>> START
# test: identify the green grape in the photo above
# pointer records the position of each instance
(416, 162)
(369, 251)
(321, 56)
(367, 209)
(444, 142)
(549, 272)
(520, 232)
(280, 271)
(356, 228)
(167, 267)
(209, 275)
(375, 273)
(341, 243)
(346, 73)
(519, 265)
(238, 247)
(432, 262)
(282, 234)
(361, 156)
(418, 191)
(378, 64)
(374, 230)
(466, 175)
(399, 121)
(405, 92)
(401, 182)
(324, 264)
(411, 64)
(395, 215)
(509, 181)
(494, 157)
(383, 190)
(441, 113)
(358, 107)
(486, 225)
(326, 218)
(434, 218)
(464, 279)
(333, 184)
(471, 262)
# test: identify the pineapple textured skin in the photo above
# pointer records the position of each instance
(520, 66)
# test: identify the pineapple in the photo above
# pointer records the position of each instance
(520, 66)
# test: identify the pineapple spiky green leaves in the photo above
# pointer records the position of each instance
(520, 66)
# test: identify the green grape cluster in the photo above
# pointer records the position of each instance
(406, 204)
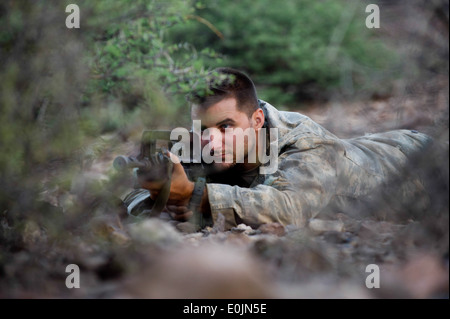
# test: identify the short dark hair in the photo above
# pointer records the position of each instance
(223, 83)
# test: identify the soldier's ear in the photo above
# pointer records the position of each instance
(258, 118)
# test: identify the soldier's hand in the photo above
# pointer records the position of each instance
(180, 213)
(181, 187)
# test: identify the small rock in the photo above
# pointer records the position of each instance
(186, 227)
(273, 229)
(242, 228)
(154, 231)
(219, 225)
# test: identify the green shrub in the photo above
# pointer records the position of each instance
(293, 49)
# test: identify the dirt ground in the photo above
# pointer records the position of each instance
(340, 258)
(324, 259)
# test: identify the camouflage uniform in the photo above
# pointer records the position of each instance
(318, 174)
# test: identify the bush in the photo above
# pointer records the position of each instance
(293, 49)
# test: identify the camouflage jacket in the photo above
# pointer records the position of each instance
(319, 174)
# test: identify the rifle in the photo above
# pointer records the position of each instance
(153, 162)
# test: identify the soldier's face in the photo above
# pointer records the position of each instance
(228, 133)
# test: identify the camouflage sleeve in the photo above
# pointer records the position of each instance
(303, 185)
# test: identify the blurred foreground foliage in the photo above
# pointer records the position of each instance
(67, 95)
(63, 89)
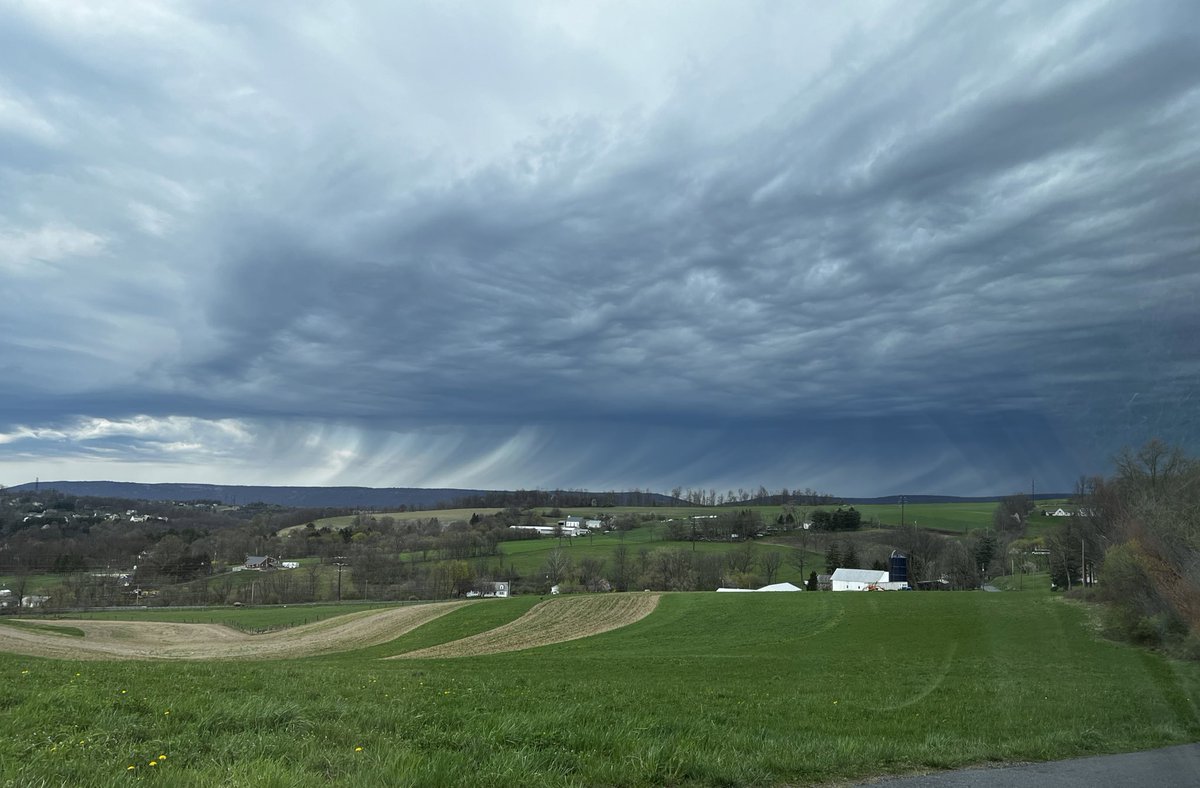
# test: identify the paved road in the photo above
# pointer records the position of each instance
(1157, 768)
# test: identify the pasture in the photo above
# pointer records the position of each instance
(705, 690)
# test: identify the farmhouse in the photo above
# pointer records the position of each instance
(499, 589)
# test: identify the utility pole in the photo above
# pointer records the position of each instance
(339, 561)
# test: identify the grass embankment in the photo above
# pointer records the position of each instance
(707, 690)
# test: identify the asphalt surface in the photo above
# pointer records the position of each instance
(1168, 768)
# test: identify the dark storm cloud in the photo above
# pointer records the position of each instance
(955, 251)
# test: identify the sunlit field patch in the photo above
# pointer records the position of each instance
>> END
>> START
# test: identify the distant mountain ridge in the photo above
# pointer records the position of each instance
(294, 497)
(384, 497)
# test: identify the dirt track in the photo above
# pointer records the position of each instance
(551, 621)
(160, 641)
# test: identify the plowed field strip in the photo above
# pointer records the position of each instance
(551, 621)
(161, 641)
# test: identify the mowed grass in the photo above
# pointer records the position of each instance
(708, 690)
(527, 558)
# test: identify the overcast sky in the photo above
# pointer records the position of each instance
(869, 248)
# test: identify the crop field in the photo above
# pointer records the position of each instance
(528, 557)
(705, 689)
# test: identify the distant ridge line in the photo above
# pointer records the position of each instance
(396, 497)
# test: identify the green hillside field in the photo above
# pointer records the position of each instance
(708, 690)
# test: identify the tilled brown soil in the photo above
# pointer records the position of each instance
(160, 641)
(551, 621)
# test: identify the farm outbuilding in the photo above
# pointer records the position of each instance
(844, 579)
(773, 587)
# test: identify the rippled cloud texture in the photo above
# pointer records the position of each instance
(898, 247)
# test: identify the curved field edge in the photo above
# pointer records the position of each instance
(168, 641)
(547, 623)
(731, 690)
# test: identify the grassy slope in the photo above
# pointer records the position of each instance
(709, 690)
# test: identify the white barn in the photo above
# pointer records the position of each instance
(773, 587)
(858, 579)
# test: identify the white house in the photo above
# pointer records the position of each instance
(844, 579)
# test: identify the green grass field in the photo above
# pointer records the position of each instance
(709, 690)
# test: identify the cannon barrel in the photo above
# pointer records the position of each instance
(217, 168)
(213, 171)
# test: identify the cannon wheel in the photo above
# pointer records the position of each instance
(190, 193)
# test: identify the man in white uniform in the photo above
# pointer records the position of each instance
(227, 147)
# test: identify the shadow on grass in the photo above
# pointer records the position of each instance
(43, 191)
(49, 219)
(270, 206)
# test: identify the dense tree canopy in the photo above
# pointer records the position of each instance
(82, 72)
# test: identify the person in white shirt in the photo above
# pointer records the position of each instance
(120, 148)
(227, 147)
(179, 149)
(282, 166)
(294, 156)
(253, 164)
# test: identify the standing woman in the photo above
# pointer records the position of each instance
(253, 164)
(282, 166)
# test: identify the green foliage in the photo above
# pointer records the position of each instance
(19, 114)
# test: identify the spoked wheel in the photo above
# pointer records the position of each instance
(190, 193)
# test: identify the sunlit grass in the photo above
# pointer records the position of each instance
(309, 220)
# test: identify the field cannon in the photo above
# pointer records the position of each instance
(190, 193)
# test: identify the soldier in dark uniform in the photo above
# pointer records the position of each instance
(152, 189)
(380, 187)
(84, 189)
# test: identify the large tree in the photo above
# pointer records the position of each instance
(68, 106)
>> END
>> START
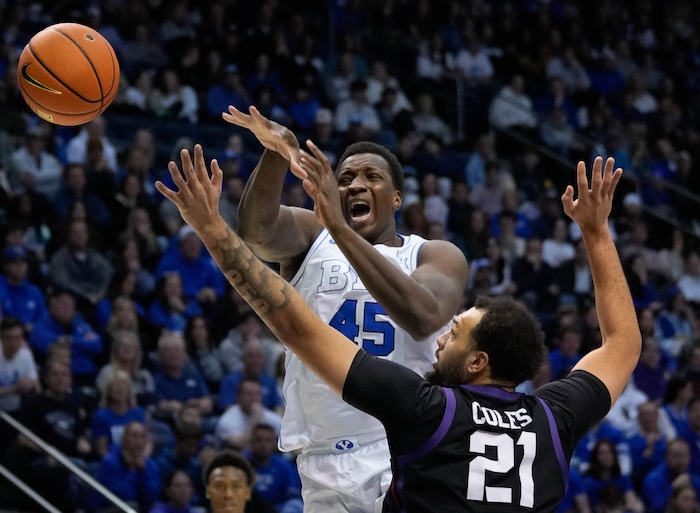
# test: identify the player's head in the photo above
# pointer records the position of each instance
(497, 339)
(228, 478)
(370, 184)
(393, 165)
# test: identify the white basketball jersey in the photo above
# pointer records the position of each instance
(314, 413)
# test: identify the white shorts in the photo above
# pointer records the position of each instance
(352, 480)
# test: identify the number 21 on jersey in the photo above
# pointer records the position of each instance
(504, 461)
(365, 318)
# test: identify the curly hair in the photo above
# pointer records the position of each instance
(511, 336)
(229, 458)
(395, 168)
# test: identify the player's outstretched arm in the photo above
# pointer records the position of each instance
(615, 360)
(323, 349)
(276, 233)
>> END
#### [What is asked]
Locate each line in the material above that contains the string "hair" and copy it out. The match is case-sensitive.

#### [Worked solution]
# test: identify the short dark hair in the photo above
# test: identify the curly hair in the photo above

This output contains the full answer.